Point placement records

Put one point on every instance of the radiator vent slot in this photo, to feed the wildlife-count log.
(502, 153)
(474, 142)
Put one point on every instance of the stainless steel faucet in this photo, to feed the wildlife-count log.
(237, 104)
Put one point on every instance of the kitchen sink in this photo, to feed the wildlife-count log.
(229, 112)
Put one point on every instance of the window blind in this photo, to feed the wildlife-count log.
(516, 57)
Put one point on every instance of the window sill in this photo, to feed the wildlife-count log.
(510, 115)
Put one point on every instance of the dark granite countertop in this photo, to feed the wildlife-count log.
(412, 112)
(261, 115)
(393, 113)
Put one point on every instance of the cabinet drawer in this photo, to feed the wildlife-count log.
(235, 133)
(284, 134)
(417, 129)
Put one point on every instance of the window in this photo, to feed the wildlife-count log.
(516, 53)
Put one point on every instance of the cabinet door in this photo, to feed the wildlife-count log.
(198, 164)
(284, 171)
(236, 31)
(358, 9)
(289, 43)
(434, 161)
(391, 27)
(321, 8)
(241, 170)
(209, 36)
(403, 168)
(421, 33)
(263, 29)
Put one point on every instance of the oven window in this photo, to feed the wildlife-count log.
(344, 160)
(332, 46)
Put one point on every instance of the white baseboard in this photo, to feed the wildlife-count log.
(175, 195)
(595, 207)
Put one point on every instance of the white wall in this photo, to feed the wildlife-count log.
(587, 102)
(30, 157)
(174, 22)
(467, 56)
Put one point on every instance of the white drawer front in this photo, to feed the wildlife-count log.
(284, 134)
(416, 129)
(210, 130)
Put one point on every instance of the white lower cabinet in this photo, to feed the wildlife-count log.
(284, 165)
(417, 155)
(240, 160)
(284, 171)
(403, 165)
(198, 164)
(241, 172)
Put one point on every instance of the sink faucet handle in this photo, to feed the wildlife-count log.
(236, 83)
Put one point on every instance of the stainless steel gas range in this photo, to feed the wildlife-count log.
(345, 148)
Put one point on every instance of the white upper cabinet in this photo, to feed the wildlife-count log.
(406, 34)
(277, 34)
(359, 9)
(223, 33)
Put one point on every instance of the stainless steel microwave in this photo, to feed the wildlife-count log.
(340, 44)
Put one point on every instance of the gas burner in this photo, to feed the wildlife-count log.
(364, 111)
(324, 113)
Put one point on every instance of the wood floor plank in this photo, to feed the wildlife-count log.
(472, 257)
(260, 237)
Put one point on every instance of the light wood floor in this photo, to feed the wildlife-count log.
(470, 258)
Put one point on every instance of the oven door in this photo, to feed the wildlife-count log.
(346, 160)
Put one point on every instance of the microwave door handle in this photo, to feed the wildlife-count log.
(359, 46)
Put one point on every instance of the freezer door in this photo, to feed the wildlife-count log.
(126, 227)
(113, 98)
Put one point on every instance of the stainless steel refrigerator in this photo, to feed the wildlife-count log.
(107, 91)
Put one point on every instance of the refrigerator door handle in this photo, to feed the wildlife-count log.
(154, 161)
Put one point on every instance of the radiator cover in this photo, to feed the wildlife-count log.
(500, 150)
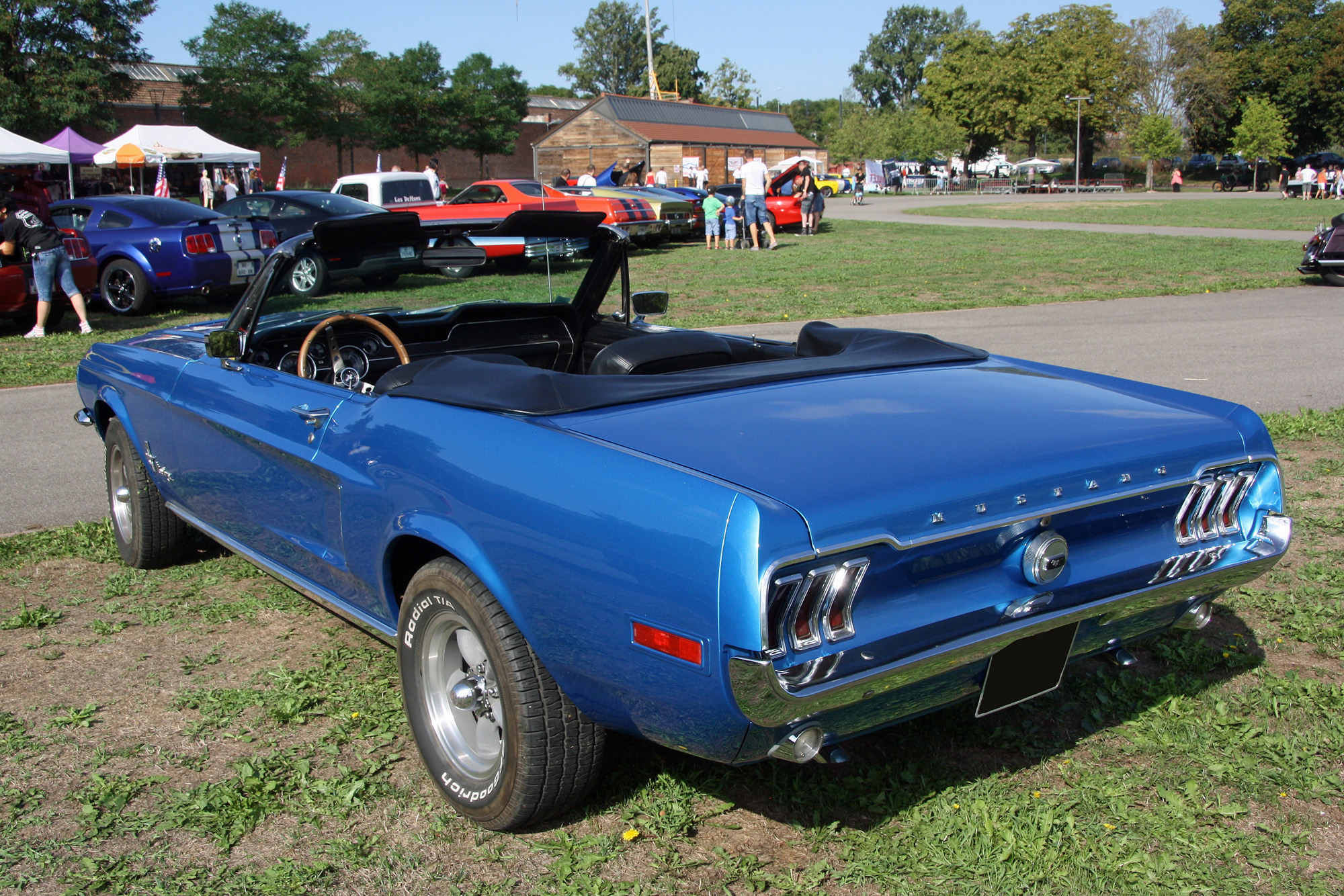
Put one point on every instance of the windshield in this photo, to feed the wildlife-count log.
(169, 212)
(518, 271)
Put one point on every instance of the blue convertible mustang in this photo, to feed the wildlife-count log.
(571, 521)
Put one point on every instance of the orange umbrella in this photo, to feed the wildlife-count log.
(131, 156)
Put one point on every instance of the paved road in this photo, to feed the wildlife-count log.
(1275, 350)
(896, 209)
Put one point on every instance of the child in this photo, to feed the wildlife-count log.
(712, 206)
(732, 216)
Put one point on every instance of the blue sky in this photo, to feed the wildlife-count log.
(538, 37)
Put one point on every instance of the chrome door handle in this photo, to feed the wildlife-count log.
(314, 417)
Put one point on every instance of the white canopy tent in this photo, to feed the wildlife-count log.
(177, 143)
(21, 151)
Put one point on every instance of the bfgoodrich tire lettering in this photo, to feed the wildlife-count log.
(149, 534)
(519, 754)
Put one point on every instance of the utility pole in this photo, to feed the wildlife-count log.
(648, 46)
(1079, 148)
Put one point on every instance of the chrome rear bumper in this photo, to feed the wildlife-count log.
(765, 701)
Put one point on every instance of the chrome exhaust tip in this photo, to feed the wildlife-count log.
(1197, 617)
(800, 746)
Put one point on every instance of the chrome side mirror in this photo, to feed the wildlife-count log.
(650, 304)
(225, 343)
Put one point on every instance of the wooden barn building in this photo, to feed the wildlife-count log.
(665, 135)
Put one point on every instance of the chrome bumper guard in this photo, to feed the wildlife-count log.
(765, 701)
(556, 249)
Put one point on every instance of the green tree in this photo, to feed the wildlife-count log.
(257, 84)
(679, 71)
(730, 85)
(892, 68)
(489, 101)
(408, 104)
(1155, 138)
(343, 61)
(57, 57)
(1263, 134)
(614, 57)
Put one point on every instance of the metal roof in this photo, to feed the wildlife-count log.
(537, 101)
(154, 71)
(694, 115)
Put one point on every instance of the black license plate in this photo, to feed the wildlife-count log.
(1026, 670)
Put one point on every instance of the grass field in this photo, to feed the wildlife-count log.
(1169, 213)
(205, 730)
(853, 269)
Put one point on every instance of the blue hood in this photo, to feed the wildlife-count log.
(882, 453)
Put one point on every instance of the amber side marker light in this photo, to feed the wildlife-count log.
(674, 645)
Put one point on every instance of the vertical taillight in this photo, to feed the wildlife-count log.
(77, 248)
(201, 244)
(806, 611)
(1212, 507)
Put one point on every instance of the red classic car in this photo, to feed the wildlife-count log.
(19, 295)
(784, 210)
(489, 199)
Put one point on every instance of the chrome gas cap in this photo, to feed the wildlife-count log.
(1045, 558)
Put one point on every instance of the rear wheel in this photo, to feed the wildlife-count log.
(149, 534)
(126, 289)
(499, 738)
(308, 276)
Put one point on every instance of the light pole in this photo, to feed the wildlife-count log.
(1079, 147)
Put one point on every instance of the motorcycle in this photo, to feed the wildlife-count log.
(1325, 253)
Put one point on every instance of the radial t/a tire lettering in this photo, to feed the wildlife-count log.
(147, 533)
(499, 738)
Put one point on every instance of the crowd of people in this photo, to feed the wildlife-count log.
(1325, 183)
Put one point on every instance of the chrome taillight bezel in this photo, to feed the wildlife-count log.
(1212, 507)
(815, 608)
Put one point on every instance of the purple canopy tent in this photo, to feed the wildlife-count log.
(81, 151)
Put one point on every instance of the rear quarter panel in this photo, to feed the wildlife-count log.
(577, 539)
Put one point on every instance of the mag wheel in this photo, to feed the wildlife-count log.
(501, 740)
(124, 288)
(149, 534)
(308, 276)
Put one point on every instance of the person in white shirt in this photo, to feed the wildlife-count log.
(755, 183)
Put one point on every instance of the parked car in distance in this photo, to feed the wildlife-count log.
(571, 522)
(295, 212)
(150, 249)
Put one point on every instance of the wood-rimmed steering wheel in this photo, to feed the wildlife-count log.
(334, 350)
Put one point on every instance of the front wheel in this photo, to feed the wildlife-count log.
(498, 735)
(124, 288)
(147, 533)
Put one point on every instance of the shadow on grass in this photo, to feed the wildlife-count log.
(900, 768)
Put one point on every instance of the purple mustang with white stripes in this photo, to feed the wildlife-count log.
(569, 521)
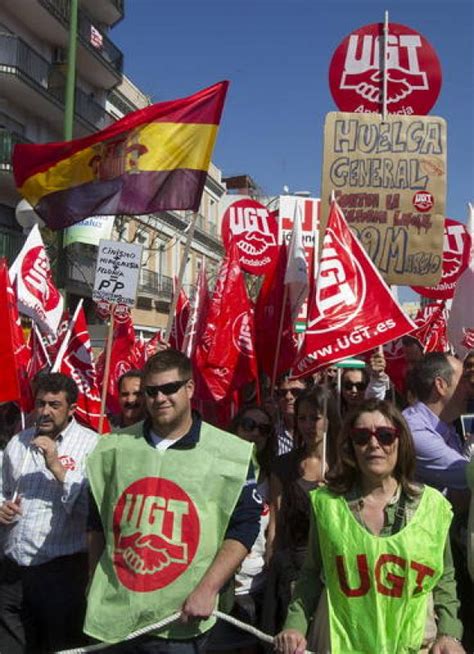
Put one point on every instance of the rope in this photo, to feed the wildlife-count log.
(166, 621)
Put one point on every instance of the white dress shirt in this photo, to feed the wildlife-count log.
(54, 513)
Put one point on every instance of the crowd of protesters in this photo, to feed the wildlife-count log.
(335, 515)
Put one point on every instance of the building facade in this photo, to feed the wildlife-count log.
(33, 53)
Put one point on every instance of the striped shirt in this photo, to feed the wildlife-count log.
(284, 439)
(54, 514)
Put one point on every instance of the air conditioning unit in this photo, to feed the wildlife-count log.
(59, 55)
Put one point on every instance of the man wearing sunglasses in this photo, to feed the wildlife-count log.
(442, 391)
(179, 513)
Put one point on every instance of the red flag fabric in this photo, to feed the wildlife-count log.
(123, 358)
(227, 339)
(396, 364)
(431, 328)
(38, 354)
(78, 363)
(154, 159)
(180, 320)
(268, 310)
(38, 297)
(351, 309)
(14, 354)
(198, 311)
(53, 341)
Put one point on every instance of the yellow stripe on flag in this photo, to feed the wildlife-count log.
(153, 147)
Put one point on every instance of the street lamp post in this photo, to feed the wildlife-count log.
(68, 128)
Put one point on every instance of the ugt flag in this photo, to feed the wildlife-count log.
(78, 363)
(154, 159)
(31, 274)
(351, 309)
(461, 316)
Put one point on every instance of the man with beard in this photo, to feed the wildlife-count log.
(43, 517)
(177, 513)
(131, 399)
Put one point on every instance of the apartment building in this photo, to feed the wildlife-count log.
(33, 43)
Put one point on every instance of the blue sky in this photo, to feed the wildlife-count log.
(276, 54)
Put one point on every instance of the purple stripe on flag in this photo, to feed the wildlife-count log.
(134, 194)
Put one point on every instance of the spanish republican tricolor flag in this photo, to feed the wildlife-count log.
(154, 159)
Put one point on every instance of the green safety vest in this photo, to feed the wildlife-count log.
(164, 515)
(378, 586)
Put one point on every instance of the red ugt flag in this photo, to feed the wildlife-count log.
(124, 357)
(14, 355)
(180, 321)
(351, 309)
(78, 363)
(225, 356)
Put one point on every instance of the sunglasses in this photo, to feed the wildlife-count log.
(296, 392)
(249, 424)
(165, 389)
(359, 386)
(384, 435)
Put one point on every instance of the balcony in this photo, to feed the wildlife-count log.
(108, 12)
(30, 80)
(8, 140)
(92, 38)
(152, 283)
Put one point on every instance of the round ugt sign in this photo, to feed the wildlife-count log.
(413, 71)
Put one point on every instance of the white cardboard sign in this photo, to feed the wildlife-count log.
(116, 273)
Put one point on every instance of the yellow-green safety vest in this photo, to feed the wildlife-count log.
(378, 586)
(164, 515)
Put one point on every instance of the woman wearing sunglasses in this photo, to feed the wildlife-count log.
(253, 424)
(380, 543)
(294, 475)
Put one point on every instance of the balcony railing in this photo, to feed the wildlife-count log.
(8, 140)
(91, 36)
(155, 284)
(18, 58)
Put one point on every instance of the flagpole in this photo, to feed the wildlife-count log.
(66, 339)
(108, 354)
(384, 69)
(40, 340)
(278, 344)
(325, 423)
(179, 282)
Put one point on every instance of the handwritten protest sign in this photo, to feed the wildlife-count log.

What you are asked to do: Please write out, word for word, the records from the line with "Put one point on every instance of the flagpole" through the end of the records.

Exercise answer:
Put one point on every instance of the flagpole in this photo, to feed the wildlife-count log.
(66, 339)
(108, 354)
(384, 69)
(40, 340)
(278, 344)
(325, 423)
(179, 282)
Put one point on every instance of the handwritten protest sign in this photo, to feed the wildlife-count log.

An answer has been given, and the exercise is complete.